Pick out every line of the material below that contains the string "braided", copying each one in full. Treat uppercase and lowercase as different.

-- Start Data for this exercise --

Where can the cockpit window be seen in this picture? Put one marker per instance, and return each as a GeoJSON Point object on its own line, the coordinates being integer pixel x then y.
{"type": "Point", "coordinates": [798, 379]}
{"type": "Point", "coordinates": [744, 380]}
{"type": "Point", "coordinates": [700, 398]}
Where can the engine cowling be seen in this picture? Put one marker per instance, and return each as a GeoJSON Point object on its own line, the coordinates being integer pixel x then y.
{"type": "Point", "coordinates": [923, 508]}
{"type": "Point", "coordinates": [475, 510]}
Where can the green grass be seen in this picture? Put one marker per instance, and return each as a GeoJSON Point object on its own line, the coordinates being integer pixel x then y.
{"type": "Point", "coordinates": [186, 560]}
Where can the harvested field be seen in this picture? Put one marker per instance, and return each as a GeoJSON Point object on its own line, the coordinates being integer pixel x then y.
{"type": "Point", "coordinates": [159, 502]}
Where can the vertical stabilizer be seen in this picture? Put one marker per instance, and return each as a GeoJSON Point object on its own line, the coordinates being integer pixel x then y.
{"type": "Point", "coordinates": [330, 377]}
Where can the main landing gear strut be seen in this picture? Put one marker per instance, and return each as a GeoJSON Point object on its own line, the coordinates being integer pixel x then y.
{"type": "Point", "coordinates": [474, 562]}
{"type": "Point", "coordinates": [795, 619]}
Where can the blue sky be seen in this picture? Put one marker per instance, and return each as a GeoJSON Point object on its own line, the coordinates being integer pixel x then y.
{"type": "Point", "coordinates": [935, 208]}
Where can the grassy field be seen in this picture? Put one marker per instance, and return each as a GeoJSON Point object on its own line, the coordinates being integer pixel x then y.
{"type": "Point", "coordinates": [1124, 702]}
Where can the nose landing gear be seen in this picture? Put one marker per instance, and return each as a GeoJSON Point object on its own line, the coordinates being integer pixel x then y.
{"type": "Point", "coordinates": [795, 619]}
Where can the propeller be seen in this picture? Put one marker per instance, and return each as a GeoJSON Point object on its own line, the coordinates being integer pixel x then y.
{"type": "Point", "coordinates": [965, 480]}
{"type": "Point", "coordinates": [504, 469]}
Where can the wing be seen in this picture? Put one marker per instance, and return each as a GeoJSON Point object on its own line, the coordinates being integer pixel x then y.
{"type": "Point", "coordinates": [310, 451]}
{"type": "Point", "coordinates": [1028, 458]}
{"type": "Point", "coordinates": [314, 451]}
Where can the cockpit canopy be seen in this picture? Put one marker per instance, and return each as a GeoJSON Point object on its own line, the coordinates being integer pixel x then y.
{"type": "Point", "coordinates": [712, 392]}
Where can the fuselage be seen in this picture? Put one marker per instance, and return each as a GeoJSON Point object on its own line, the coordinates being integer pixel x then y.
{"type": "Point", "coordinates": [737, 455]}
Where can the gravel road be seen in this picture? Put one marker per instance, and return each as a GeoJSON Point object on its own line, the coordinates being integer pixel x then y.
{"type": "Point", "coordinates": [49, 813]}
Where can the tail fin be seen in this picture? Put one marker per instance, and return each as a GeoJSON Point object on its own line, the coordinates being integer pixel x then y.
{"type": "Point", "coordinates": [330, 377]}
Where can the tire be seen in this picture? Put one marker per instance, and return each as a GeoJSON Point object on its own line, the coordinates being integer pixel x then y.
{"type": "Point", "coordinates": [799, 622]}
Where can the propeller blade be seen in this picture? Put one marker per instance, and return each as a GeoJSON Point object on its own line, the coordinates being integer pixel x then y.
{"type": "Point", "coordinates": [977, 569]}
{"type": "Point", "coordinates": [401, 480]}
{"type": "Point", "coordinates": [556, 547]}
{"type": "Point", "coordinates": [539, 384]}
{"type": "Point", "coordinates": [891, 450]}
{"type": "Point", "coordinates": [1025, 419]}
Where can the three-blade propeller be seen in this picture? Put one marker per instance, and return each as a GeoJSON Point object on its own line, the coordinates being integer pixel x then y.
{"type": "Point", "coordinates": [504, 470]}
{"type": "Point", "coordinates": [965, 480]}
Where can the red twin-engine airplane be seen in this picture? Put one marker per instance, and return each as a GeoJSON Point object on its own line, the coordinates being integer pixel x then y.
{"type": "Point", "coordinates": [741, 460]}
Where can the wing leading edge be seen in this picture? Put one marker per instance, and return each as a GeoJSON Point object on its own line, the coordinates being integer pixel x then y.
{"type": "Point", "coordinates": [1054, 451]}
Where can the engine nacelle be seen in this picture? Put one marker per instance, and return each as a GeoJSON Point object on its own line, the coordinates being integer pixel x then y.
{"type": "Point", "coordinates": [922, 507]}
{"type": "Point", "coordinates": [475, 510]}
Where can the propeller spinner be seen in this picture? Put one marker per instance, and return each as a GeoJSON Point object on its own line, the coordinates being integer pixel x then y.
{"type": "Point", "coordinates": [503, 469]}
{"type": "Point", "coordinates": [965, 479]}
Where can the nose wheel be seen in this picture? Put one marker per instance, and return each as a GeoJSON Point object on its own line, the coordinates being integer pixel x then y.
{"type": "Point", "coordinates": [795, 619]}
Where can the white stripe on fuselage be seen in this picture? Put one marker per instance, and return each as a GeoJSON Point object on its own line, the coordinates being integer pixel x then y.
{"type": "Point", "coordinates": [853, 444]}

-- End Data for this exercise --
-- Start Data for this exercise --

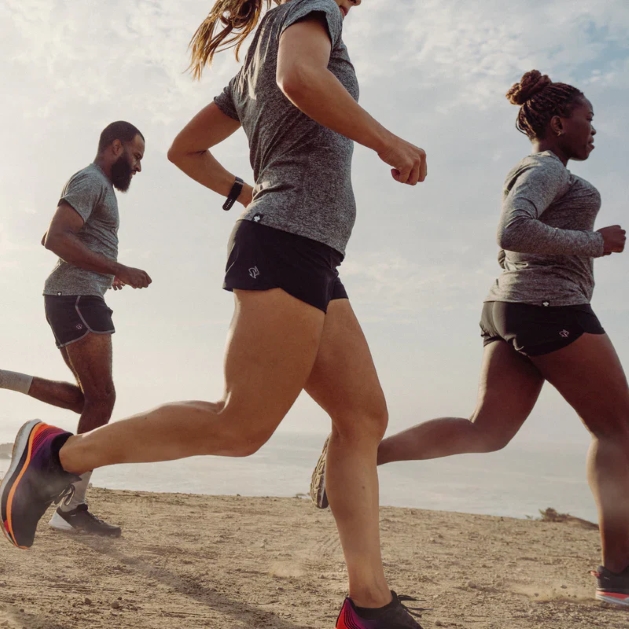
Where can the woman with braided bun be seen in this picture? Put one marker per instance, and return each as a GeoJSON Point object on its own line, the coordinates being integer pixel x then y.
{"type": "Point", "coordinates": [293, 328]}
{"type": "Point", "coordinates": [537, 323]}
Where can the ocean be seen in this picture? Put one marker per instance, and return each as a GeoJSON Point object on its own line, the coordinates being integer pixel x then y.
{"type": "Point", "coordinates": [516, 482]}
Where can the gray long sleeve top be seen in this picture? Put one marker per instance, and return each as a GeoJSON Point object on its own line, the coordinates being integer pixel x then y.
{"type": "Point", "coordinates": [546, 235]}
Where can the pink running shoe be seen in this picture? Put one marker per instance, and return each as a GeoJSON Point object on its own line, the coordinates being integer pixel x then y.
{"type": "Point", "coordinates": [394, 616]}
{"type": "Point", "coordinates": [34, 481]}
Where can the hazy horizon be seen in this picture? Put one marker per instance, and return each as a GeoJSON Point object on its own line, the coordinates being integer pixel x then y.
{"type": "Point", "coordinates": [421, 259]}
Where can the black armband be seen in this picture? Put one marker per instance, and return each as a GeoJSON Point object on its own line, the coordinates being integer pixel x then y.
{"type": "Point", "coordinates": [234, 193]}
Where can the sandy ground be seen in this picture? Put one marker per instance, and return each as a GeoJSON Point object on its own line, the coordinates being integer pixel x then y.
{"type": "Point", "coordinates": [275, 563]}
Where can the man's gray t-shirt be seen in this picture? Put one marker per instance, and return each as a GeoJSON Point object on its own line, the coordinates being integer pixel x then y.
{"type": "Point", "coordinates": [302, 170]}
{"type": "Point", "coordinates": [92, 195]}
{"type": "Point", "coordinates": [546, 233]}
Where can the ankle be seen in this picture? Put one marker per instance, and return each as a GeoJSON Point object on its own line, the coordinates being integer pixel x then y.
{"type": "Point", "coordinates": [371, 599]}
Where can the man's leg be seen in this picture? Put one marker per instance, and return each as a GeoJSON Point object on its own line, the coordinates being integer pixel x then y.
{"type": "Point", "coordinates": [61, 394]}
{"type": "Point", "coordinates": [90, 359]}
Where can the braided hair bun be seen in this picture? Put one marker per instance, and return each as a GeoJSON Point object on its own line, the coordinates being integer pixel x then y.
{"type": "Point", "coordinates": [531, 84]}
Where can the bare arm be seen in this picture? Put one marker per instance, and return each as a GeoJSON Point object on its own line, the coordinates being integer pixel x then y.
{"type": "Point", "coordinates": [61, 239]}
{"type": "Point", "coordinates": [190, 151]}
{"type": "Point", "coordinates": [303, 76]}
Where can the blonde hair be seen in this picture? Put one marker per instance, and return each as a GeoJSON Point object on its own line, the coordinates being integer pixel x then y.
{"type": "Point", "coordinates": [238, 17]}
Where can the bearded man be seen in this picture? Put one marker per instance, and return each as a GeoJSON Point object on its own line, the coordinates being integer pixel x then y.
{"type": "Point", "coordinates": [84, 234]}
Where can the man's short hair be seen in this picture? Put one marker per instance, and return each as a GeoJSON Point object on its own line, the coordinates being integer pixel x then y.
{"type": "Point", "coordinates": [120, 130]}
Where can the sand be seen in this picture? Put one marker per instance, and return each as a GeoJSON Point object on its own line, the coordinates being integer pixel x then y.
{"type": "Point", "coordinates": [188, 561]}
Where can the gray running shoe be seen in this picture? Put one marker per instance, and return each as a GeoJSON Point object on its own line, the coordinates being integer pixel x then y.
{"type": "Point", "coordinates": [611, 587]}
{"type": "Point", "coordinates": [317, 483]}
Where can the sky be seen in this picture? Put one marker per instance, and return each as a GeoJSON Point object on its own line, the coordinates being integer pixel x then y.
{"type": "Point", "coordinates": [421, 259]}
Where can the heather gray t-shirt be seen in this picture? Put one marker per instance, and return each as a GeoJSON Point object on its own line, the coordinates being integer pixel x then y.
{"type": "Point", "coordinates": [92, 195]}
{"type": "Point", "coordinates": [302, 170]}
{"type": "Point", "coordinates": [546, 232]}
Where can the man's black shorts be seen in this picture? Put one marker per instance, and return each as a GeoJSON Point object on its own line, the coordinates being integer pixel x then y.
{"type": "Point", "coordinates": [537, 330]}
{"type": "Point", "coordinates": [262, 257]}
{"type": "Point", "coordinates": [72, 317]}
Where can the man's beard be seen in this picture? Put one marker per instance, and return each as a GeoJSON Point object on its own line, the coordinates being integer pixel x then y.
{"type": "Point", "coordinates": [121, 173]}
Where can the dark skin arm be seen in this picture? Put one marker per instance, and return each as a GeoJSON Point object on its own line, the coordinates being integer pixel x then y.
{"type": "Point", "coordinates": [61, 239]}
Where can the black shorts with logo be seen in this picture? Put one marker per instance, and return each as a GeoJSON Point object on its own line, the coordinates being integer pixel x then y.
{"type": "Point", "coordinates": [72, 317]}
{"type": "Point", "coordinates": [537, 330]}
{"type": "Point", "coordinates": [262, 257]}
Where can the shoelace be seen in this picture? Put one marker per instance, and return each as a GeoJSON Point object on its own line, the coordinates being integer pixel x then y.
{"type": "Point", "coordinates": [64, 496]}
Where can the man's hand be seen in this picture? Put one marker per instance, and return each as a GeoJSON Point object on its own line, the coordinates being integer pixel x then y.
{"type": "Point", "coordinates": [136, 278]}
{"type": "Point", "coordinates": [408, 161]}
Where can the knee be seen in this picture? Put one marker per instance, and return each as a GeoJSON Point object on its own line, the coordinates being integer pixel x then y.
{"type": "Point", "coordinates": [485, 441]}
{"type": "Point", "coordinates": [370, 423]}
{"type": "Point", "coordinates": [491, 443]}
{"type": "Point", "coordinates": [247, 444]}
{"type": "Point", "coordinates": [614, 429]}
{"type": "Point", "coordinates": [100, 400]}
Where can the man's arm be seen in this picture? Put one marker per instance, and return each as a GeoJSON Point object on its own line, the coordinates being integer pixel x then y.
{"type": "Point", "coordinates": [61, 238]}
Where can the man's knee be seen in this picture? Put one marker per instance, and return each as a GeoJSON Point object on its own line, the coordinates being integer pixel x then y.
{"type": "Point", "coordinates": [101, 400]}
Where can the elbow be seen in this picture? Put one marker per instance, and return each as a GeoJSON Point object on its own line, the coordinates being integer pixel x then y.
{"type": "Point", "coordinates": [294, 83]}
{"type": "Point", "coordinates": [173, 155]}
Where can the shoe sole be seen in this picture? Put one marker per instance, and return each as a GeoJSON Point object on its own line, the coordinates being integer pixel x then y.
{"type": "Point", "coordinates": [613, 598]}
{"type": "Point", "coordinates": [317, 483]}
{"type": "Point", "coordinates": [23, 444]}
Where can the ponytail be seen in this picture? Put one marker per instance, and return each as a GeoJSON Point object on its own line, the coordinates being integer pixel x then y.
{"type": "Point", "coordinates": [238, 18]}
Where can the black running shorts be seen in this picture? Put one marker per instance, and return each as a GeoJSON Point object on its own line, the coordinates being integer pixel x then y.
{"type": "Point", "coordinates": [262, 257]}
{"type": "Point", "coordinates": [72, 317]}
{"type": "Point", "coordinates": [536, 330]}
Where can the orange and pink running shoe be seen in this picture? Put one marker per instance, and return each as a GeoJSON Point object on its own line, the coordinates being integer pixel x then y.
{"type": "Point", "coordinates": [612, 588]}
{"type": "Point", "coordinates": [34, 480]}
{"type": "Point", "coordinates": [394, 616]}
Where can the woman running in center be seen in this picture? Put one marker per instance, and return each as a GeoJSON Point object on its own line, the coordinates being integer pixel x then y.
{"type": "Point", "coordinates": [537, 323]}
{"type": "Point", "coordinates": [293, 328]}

-- End Data for this exercise --

Result of the exercise:
Where can the woman with braided bun be seen in this picture? Put one marker per instance, and return each as a GeoJSON Point object on its own line, the coordinates being integer pixel x then y.
Where can the braided hair bun be seen in this picture? Put one marker per instance, and return each as a GeoJSON Point object on its own line, the coordinates being integer pixel x then y.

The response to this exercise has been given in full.